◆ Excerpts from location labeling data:
◇ ◇ ◇ ◇
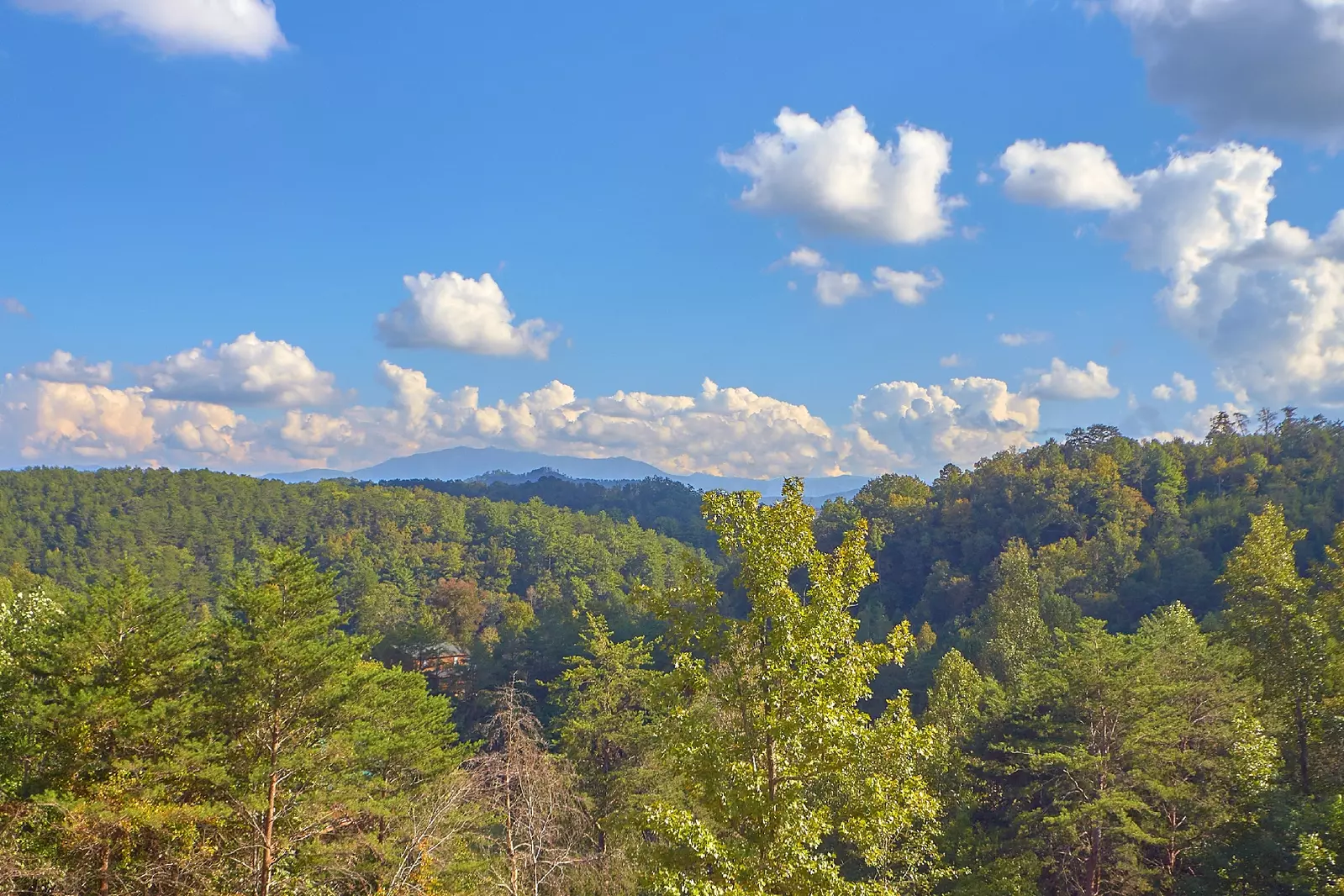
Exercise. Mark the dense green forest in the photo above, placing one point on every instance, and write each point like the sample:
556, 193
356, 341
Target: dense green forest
1094, 667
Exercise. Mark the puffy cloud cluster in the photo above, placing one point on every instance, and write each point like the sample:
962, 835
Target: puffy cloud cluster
837, 287
1063, 383
730, 431
906, 426
1070, 177
461, 314
720, 430
230, 27
82, 424
1265, 66
836, 177
906, 287
1018, 340
1265, 298
63, 367
245, 371
1180, 386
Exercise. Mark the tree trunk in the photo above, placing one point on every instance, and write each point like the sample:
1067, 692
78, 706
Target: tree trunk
105, 868
1300, 718
268, 853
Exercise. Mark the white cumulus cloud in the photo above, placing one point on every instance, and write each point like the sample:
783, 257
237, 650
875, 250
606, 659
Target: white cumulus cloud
1180, 386
906, 287
904, 424
1272, 67
461, 314
230, 27
1069, 177
63, 367
835, 177
837, 287
1063, 383
245, 371
1018, 340
1263, 298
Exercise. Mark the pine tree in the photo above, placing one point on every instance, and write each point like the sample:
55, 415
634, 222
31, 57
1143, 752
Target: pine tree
1273, 613
319, 754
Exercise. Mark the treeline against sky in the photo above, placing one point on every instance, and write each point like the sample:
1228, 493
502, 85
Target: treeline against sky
1094, 667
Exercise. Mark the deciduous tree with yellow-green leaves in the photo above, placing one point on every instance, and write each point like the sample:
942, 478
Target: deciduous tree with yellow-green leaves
796, 790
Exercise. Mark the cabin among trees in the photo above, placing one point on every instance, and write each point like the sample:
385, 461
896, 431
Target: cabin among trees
444, 667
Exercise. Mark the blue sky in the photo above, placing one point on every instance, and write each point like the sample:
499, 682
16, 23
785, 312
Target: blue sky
174, 177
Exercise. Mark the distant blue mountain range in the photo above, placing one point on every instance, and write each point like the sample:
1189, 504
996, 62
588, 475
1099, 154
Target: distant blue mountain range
471, 462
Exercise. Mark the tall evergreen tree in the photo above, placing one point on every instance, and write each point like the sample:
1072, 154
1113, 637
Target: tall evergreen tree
318, 751
1273, 613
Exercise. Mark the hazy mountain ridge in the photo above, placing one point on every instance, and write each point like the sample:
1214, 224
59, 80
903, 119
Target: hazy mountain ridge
472, 462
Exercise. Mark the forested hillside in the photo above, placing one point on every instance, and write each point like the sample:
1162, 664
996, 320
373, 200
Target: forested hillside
1095, 667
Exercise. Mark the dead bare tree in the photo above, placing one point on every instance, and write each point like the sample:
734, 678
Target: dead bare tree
542, 833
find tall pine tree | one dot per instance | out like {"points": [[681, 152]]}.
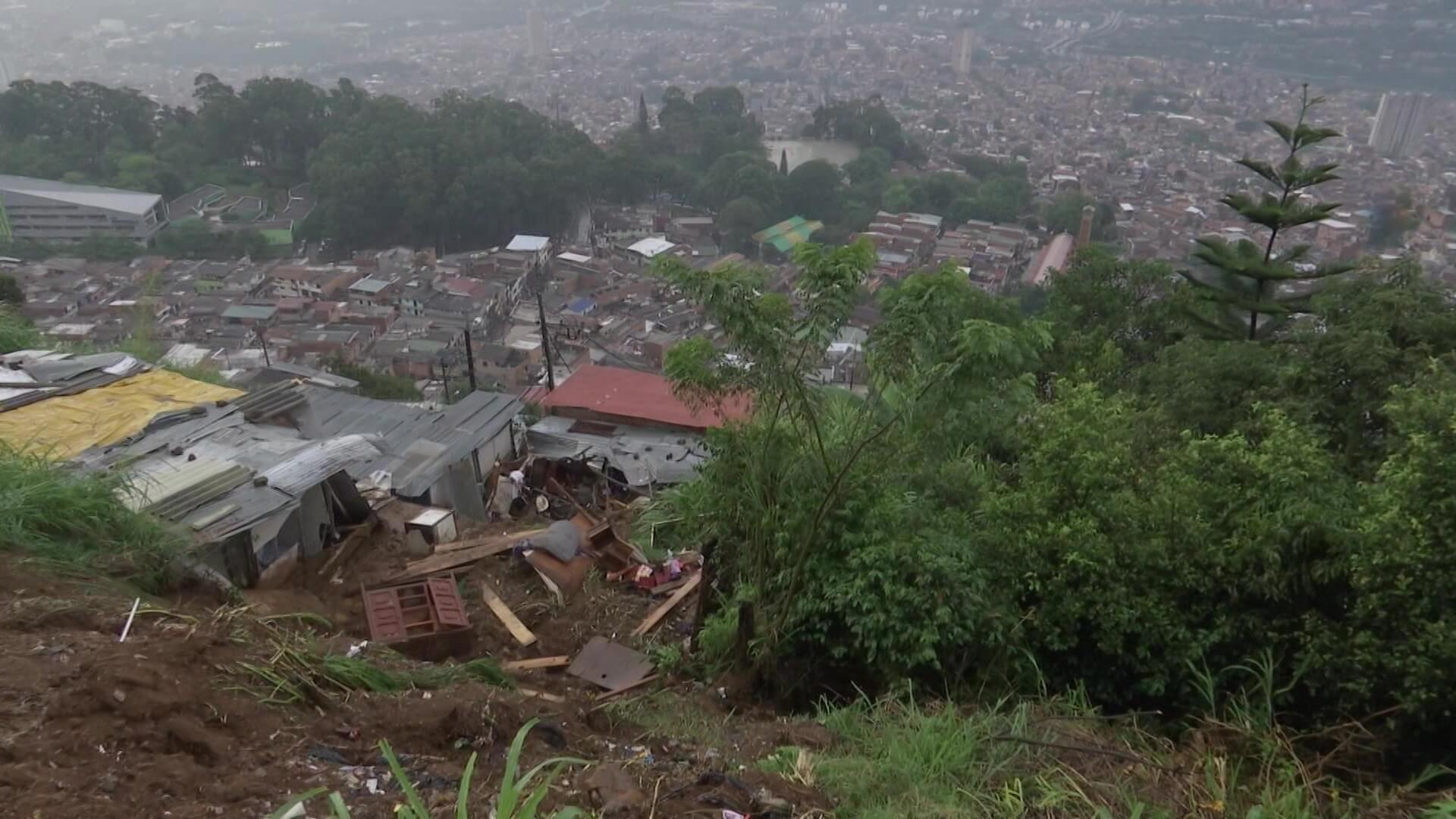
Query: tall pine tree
{"points": [[1251, 289]]}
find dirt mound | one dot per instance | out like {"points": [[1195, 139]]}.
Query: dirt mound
{"points": [[158, 726]]}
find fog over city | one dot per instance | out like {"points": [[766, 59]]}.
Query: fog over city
{"points": [[726, 409]]}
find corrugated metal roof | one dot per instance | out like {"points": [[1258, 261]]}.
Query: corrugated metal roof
{"points": [[455, 431], [315, 463], [270, 401], [644, 457], [249, 504]]}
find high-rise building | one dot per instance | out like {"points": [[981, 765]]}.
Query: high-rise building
{"points": [[536, 46], [1085, 228], [965, 46], [42, 210], [1400, 123]]}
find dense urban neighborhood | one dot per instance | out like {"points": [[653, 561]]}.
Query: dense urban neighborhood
{"points": [[726, 409]]}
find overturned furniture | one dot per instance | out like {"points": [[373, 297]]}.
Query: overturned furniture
{"points": [[424, 620]]}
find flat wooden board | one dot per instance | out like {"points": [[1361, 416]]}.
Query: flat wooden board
{"points": [[460, 556], [609, 665], [541, 695], [625, 689], [494, 539], [667, 605], [538, 664], [506, 615]]}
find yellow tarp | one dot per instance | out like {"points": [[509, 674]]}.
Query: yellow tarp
{"points": [[69, 425]]}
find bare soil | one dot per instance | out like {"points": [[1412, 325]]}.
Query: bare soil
{"points": [[155, 726]]}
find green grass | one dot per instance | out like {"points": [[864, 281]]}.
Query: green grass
{"points": [[15, 331], [73, 521], [667, 714], [514, 800], [1052, 760], [291, 670]]}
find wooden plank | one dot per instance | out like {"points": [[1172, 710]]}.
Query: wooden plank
{"points": [[449, 607], [536, 664], [625, 689], [670, 586], [667, 605], [473, 542], [551, 586], [506, 615], [346, 548], [541, 695], [437, 563]]}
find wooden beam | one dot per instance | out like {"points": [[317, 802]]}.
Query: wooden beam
{"points": [[536, 664], [667, 605], [506, 615], [625, 689], [492, 539], [541, 695], [463, 556], [346, 548]]}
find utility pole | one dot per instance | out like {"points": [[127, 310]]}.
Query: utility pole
{"points": [[469, 357], [551, 372]]}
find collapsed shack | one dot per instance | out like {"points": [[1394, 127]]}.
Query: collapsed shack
{"points": [[267, 480], [632, 460]]}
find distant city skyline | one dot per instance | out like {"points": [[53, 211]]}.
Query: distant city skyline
{"points": [[1400, 123]]}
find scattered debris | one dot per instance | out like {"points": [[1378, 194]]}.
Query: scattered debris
{"points": [[436, 525], [667, 607], [460, 554], [506, 615], [615, 790], [609, 665], [538, 664], [625, 689], [414, 610], [542, 695], [126, 630]]}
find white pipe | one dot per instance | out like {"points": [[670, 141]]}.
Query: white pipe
◇ ◇ ◇ ◇
◆ TASK TO CARRY OUT:
Please reproduce every row above word for word, leaving the pictures out.

◆ ANSWER TO THIS EXERCISE:
Exercise. Mark the dense green forest in the photo above, placing one point on every instance, and write each point like the sample:
556, 193
356, 341
Target: dense green forest
1094, 667
Exercise. Mark the puffy cloud cluster in the photo above, placing one point on every instance, and write each point like the sample:
962, 835
Target: puffy cloud cluster
837, 287
1063, 383
730, 431
906, 426
1070, 177
461, 314
720, 430
230, 27
82, 424
1265, 66
836, 177
906, 287
1018, 340
1265, 298
63, 367
245, 371
1180, 386
Exercise. Mark the tree trunk in the photo above, placing one point on every instance, and write each point like the sample:
1067, 692
78, 706
Target: tree trunk
105, 868
1300, 718
268, 853
Exercise. Mark the white cumulus cloud in the photo above, placing one point on every instance, and write each point like the sample:
783, 257
237, 650
875, 250
606, 659
Target: white cumulus cloud
1180, 386
906, 287
904, 424
1272, 67
461, 314
230, 27
1069, 177
63, 367
835, 177
837, 287
1063, 383
245, 371
1018, 340
1263, 298
Exercise. Mark the pine tree in the photo above, placing one point on every instance, and write each point like the sample:
55, 415
634, 222
31, 57
1143, 752
Target: pine tree
1273, 613
319, 754
Exercise. Mark the treeline against sky in the photo above, placing one point on every instance, and write each point like the sample:
1228, 493
502, 85
Target: treeline against sky
1094, 667
Exercise. Mark the deciduous tree with yellow-green leaves in the photo above, placing one point on every instance, and write each point like the sample:
942, 478
Target: deciduous tree with yellow-green leaves
796, 790
Exercise. Mark the cabin among trees in the photo above, placing one point on every instance, and write each point like the sample:
385, 461
896, 431
Target: cabin among trees
444, 667
Exercise. Mark the blue sky in the photo above, placing one point on every instance, and write each point like the sample:
499, 682
16, 23
785, 312
Target: blue sky
174, 177
Exercise. Mark the distant blue mountain range in the photo above, placing one point on every instance, and write each point like the sample:
1189, 504
996, 62
588, 475
1099, 154
Target: distant blue mountain range
471, 462
Exercise. Mark the tall evergreen tree in the photo above, placing one point on every instance, and write each point like the sample:
1072, 154
1113, 637
Target: tall evergreen tree
318, 751
1273, 613
Exercise. Mark the hazy mountain ridge in the photo above, placing one point on every instance, and write each point like the sample:
1214, 224
59, 80
903, 119
Target: hazy mountain ridge
472, 462
Exercise. Mark the forested hillside in the photo above, placing one point on every instance, and write each point like the sample:
1162, 664
996, 320
373, 200
Target: forested hillside
1095, 667
Exercise. Mark the dead bare tree in the photo above, placing one point on every instance, and write each point like the sample:
734, 678
Target: dead bare tree
542, 833
find tall pine tree | one dot per instance | out like {"points": [[681, 152]]}.
Query: tall pine tree
{"points": [[1251, 289]]}
find dirt mound | one dot per instance | out like {"points": [[1195, 139]]}.
Query: dirt mound
{"points": [[158, 726]]}
find fog over city | one dot per instance | out like {"points": [[766, 59]]}.
Query: fog over city
{"points": [[726, 409]]}
find corrugated metal roof | one dot per instance | out like {"points": [[1258, 261]]}.
Query: corrugated metal roof
{"points": [[455, 431], [315, 463], [270, 401], [644, 457], [249, 504]]}
find high-rise building | one dot per instance | out like {"points": [[981, 765]]}.
Query: high-rise building
{"points": [[536, 46], [1085, 228], [965, 46], [42, 210], [1400, 123]]}
find dense urban neighborhood | one dot per instance | out like {"points": [[653, 561]]}.
Query: dense urban neighborhood
{"points": [[726, 409]]}
find overturned furniture | one dot per instance | out like {"points": [[373, 297]]}.
Query: overturned furniture
{"points": [[424, 620]]}
find flat wooden board | one dot per instance | out like {"points": [[1361, 416]]}.
Query: flat wooden board
{"points": [[460, 556], [609, 665], [541, 695], [625, 689], [494, 539], [667, 605], [538, 664], [506, 615]]}
find yellow tarp | one dot per instance | out like {"points": [[509, 674]]}.
Query: yellow tarp
{"points": [[69, 425]]}
find bare soil | one dot per instance | out like {"points": [[1412, 325]]}.
Query: bare soil
{"points": [[155, 726]]}
find green grass | one dot per instance | out like {"points": [[864, 281]]}.
Query: green grass
{"points": [[15, 331], [73, 521], [667, 714], [514, 800], [1052, 760], [291, 670]]}
find wooden plank | one dot per instance | out like {"points": [[1172, 710]]}.
Query: wooden plank
{"points": [[449, 607], [536, 664], [625, 689], [670, 586], [667, 605], [473, 542], [551, 586], [506, 615], [346, 548], [541, 695], [437, 563]]}
find wooden beam | one dot per instance | out like {"points": [[317, 802]]}.
Query: wooden beam
{"points": [[536, 664], [667, 605], [506, 615], [625, 689], [492, 539], [541, 695], [463, 556], [346, 548]]}
find utility pole | one dot per instance | out like {"points": [[127, 310]]}.
Query: utility pole
{"points": [[469, 357], [551, 372]]}
find collapsed shack | one dot per instance | out like {"points": [[1394, 127]]}.
Query: collapsed shack
{"points": [[267, 480], [632, 460]]}
find distant city skyline | one dot per instance | out like {"points": [[53, 211]]}.
Query: distant city skyline
{"points": [[1400, 123]]}
find scattered debris | one dot per instance | out like {"points": [[1378, 194]]}.
Query: scattered debris
{"points": [[436, 525], [667, 607], [460, 554], [506, 615], [615, 790], [609, 665], [538, 664], [625, 689], [414, 610], [542, 695], [126, 630]]}
find white pipe | one dot per instance | out like {"points": [[670, 141]]}.
Query: white pipe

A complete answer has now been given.